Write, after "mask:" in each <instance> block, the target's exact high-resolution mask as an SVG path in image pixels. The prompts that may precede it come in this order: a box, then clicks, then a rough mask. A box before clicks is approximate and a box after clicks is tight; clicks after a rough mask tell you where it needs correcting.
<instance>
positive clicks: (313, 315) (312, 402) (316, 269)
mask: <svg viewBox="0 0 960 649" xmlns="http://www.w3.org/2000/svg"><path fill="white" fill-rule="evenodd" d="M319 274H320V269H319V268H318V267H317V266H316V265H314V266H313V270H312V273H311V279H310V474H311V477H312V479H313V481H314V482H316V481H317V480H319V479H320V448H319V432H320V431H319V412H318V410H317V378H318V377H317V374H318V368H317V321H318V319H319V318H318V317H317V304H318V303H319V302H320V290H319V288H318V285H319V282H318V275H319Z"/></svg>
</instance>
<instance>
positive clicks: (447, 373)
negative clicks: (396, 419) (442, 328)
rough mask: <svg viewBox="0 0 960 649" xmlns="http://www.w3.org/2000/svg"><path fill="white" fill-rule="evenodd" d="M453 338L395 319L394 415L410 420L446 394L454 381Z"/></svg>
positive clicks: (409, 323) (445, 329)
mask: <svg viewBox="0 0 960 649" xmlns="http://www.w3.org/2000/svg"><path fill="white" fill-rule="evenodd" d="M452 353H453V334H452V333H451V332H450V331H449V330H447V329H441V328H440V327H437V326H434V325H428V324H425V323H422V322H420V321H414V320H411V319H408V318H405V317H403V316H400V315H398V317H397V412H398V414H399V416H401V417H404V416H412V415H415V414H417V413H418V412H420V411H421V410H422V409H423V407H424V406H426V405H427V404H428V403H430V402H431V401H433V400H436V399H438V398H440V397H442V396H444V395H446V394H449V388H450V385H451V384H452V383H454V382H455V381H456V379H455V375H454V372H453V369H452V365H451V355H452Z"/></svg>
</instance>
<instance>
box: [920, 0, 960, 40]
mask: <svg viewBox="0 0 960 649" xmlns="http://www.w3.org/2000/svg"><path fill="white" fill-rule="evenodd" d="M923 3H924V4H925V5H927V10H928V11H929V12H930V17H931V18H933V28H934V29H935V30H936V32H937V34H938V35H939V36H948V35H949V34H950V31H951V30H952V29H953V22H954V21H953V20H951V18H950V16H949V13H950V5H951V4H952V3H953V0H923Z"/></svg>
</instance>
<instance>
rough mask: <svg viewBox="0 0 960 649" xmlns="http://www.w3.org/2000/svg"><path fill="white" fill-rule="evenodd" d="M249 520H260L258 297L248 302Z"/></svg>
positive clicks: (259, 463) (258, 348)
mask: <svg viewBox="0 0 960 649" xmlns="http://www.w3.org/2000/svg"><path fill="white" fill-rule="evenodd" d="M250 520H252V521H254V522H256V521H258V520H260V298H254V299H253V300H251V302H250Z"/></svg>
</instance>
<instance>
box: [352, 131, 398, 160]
————————
• **The task**:
Write the listing out again so that nothing in it differs from the original.

• **Result of this task**:
Write, after "mask:" in each <instance> block, the target's exact high-resolution mask as an SVG path in image pixels. The prompts that may precede it come in this order: a box, then clicks, then a rough mask. A box before clicks is approximate and a box after clicks is tight; clicks after a rough mask tell you where it needs correcting.
<instance>
positive clicks: (313, 315) (312, 402) (316, 269)
mask: <svg viewBox="0 0 960 649" xmlns="http://www.w3.org/2000/svg"><path fill="white" fill-rule="evenodd" d="M319 274H320V269H319V268H318V267H317V266H316V265H314V266H313V270H312V273H311V279H310V474H311V477H312V479H313V481H314V482H316V481H317V480H319V479H320V448H319V432H320V431H319V412H318V410H317V378H318V377H317V374H318V368H317V321H318V319H319V318H318V317H317V304H318V303H319V302H320V290H319V288H318V285H319V282H318V275H319Z"/></svg>
</instance>
<instance>
positive clicks: (447, 373)
negative clicks: (396, 419) (442, 328)
rough mask: <svg viewBox="0 0 960 649" xmlns="http://www.w3.org/2000/svg"><path fill="white" fill-rule="evenodd" d="M453 338L395 319L394 415L410 420L446 394L454 381Z"/></svg>
positive clicks: (409, 323) (445, 329)
mask: <svg viewBox="0 0 960 649" xmlns="http://www.w3.org/2000/svg"><path fill="white" fill-rule="evenodd" d="M452 353H453V334H452V333H451V332H450V331H449V330H447V329H441V328H440V327H437V326H434V325H428V324H425V323H422V322H420V321H414V320H411V319H408V318H405V317H403V316H400V315H398V317H397V412H398V414H399V416H401V417H404V416H412V415H415V414H417V413H418V412H420V411H421V410H422V409H423V407H424V406H426V405H427V404H428V403H430V402H431V401H433V400H436V399H438V398H440V397H442V396H444V395H446V394H449V388H450V385H451V384H452V383H454V382H455V381H456V379H455V375H454V372H453V369H452V365H451V355H452Z"/></svg>
</instance>
<instance>
box: [920, 0, 960, 40]
mask: <svg viewBox="0 0 960 649" xmlns="http://www.w3.org/2000/svg"><path fill="white" fill-rule="evenodd" d="M923 3H924V4H925V5H927V10H928V11H929V12H930V17H931V18H933V28H934V29H935V30H936V32H937V34H938V35H939V36H948V35H949V34H950V31H951V30H952V29H953V22H954V21H953V20H951V18H950V16H949V13H950V5H951V4H952V3H953V0H923Z"/></svg>
</instance>
<instance>
rough mask: <svg viewBox="0 0 960 649" xmlns="http://www.w3.org/2000/svg"><path fill="white" fill-rule="evenodd" d="M249 520H260L258 297L248 302Z"/></svg>
positive clicks: (259, 463) (258, 348)
mask: <svg viewBox="0 0 960 649" xmlns="http://www.w3.org/2000/svg"><path fill="white" fill-rule="evenodd" d="M250 520H252V521H254V522H256V521H258V520H260V298H254V299H253V300H251V302H250Z"/></svg>
</instance>
<instance>
box: [352, 131, 398, 160]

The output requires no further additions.